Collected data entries
========

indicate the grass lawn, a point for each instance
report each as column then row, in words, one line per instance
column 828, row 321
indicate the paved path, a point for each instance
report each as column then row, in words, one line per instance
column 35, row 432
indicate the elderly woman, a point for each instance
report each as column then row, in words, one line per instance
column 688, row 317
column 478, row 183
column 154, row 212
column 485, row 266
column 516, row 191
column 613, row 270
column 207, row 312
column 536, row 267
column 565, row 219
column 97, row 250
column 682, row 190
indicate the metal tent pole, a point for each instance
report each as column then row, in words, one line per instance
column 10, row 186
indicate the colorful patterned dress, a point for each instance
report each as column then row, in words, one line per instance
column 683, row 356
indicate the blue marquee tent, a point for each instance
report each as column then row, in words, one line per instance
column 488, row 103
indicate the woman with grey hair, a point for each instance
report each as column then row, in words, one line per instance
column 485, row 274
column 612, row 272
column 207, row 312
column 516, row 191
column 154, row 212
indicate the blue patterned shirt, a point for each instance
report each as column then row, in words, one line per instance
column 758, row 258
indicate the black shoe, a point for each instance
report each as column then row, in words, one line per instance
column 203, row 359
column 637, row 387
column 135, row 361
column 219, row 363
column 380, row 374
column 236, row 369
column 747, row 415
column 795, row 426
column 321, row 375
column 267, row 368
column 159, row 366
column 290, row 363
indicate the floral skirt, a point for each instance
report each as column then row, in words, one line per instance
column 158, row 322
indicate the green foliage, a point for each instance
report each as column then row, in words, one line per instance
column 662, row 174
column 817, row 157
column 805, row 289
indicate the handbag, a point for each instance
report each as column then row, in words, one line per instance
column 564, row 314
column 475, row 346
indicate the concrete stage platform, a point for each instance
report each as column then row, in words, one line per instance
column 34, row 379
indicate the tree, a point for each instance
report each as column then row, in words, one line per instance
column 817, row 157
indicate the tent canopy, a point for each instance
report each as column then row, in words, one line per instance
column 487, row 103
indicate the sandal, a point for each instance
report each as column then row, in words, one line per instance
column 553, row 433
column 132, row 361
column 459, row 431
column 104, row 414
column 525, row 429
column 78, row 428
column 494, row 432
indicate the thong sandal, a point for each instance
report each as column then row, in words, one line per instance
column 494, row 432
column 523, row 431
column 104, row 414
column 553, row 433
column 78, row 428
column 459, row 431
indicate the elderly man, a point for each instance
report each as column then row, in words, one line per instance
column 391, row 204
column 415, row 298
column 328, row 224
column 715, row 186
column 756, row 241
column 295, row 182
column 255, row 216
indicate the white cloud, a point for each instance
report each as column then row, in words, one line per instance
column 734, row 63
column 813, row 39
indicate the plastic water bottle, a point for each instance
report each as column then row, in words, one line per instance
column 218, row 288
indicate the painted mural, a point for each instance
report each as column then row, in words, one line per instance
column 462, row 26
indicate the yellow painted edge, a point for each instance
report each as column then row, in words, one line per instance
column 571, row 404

========

Directions:
In how many lines of the records does the word "tent" appear? Answer with the number only.

Reply to the exercise:
3